> _Task prompt_: Work through the entries below and report how many lines include "post". The number alone is the answer.

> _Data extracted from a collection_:
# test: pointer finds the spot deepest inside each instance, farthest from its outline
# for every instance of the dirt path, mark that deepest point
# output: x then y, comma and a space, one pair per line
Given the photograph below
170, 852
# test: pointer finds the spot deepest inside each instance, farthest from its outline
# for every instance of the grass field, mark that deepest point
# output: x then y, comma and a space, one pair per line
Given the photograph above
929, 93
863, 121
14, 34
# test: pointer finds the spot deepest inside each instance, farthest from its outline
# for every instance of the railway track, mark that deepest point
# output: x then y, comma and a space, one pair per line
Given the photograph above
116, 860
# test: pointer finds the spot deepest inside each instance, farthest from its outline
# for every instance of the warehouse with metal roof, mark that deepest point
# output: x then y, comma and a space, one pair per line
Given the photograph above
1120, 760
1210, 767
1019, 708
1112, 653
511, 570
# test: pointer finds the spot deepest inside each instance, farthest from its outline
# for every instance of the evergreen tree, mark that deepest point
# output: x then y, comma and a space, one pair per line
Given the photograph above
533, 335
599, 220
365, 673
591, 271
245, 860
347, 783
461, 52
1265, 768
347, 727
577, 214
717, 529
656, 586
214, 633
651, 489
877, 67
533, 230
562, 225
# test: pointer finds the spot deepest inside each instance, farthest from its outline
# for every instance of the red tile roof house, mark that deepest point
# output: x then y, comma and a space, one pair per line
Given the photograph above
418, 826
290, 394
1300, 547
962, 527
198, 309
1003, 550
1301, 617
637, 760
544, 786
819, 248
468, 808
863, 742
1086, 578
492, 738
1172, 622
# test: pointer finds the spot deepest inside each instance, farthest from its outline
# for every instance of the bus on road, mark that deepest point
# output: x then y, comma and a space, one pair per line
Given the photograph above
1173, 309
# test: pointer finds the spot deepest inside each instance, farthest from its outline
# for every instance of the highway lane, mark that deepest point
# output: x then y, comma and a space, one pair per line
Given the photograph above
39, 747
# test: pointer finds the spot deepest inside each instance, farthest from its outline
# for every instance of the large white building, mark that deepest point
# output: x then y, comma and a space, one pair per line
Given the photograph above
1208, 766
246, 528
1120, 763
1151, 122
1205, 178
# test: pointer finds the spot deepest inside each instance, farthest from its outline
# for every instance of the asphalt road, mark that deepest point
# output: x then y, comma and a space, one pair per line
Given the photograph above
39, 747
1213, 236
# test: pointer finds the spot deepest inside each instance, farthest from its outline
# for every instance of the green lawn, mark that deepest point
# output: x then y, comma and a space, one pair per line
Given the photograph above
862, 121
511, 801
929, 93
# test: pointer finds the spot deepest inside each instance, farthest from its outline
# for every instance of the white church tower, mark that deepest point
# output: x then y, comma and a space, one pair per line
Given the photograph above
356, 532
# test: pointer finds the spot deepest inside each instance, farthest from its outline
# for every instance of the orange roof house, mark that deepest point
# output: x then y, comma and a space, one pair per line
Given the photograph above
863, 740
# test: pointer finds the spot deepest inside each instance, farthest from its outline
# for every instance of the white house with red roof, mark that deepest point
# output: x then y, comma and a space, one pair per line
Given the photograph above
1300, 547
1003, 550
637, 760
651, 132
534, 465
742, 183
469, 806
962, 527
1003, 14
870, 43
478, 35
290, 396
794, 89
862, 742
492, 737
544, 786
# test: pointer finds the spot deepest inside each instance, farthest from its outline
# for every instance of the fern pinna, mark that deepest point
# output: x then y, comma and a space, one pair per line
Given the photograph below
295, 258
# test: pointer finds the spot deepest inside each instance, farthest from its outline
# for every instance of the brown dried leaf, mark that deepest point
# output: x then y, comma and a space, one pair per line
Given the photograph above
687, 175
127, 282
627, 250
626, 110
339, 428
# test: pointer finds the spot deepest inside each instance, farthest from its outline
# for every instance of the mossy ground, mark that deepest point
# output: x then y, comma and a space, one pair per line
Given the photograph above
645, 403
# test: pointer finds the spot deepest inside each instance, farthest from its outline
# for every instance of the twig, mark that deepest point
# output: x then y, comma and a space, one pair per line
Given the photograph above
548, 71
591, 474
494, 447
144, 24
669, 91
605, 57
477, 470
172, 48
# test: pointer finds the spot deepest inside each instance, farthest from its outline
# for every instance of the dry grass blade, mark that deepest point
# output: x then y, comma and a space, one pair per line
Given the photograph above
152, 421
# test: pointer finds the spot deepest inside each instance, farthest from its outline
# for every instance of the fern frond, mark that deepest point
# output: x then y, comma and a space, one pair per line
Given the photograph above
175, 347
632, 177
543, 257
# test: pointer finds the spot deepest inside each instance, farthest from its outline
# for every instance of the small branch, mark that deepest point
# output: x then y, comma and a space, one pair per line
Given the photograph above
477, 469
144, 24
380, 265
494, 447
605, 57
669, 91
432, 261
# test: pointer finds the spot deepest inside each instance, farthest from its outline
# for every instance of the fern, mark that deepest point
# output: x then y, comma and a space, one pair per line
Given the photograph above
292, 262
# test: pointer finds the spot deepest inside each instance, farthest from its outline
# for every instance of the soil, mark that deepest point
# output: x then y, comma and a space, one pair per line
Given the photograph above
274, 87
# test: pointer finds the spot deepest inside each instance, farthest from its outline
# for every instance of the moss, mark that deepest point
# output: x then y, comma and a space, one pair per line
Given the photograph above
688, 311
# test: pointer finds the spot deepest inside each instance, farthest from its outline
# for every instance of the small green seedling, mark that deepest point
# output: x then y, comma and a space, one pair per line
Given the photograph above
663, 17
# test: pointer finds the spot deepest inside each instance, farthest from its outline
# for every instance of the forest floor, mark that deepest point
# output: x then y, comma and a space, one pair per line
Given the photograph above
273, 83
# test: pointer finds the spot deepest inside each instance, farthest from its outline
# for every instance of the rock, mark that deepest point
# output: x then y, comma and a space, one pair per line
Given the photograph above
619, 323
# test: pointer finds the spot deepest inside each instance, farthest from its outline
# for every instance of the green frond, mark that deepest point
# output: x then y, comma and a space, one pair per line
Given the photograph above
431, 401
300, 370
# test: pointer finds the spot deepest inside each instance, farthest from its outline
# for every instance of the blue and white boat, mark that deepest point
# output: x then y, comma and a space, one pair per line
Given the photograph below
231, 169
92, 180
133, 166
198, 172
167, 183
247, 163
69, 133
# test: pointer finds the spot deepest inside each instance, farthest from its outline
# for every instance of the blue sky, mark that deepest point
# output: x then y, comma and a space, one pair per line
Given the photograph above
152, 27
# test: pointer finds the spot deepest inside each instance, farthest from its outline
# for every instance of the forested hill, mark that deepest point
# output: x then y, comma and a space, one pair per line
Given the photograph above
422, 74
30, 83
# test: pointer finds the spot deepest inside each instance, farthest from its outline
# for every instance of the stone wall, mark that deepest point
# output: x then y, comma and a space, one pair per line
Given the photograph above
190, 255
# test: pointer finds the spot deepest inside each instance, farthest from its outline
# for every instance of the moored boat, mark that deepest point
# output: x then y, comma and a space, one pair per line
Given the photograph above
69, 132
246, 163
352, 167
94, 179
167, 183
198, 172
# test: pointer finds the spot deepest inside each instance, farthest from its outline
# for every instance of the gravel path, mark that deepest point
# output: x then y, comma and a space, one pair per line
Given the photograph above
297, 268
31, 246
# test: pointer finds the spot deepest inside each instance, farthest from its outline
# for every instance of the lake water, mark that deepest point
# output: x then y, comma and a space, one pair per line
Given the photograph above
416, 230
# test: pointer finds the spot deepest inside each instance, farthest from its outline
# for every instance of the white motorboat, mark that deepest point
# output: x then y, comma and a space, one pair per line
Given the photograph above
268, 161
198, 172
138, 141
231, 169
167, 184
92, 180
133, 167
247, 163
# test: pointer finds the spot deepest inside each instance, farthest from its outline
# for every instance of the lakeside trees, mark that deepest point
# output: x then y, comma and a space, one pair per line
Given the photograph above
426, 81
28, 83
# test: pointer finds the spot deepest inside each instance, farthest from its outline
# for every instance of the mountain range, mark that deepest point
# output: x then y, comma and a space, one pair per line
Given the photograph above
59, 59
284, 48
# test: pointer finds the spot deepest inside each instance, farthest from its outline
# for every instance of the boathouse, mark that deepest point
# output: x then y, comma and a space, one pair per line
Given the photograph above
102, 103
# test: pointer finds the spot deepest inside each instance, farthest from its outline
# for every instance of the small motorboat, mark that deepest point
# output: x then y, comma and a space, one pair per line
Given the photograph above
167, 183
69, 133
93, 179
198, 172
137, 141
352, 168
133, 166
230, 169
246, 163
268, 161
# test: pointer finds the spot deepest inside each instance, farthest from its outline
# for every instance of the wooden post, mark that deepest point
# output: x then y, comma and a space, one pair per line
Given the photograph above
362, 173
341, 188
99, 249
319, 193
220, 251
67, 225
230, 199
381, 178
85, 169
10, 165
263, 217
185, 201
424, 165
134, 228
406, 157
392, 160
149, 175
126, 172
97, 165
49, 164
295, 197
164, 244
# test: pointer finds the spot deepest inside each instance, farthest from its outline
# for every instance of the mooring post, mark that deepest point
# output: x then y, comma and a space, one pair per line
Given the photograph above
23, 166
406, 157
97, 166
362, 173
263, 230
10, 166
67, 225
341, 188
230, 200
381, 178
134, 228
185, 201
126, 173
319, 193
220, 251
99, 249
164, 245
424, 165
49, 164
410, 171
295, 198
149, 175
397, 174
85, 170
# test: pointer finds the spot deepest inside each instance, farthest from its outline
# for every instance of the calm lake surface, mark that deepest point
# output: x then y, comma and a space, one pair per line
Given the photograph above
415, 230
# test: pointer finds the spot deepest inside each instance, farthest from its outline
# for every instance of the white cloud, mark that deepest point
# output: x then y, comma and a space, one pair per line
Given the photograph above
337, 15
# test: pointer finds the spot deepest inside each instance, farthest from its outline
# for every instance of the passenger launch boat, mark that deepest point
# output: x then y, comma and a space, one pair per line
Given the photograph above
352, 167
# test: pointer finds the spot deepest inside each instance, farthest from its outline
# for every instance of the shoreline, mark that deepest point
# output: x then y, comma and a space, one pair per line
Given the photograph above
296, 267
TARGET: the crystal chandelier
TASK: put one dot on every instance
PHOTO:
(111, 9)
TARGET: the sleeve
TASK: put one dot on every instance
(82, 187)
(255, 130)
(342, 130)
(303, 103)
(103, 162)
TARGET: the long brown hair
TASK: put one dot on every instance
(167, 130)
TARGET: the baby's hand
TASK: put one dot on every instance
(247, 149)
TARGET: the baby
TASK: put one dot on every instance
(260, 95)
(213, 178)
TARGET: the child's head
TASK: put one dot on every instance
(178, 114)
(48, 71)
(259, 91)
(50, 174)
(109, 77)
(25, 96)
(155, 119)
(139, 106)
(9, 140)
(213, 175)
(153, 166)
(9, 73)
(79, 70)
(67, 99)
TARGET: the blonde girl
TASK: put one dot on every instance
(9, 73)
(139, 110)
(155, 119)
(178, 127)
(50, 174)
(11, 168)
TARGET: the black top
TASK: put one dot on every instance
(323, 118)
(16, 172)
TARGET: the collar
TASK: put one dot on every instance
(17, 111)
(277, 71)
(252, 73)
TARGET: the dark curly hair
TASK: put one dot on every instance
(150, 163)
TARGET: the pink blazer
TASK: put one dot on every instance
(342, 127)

> _Solution to this problem_: 2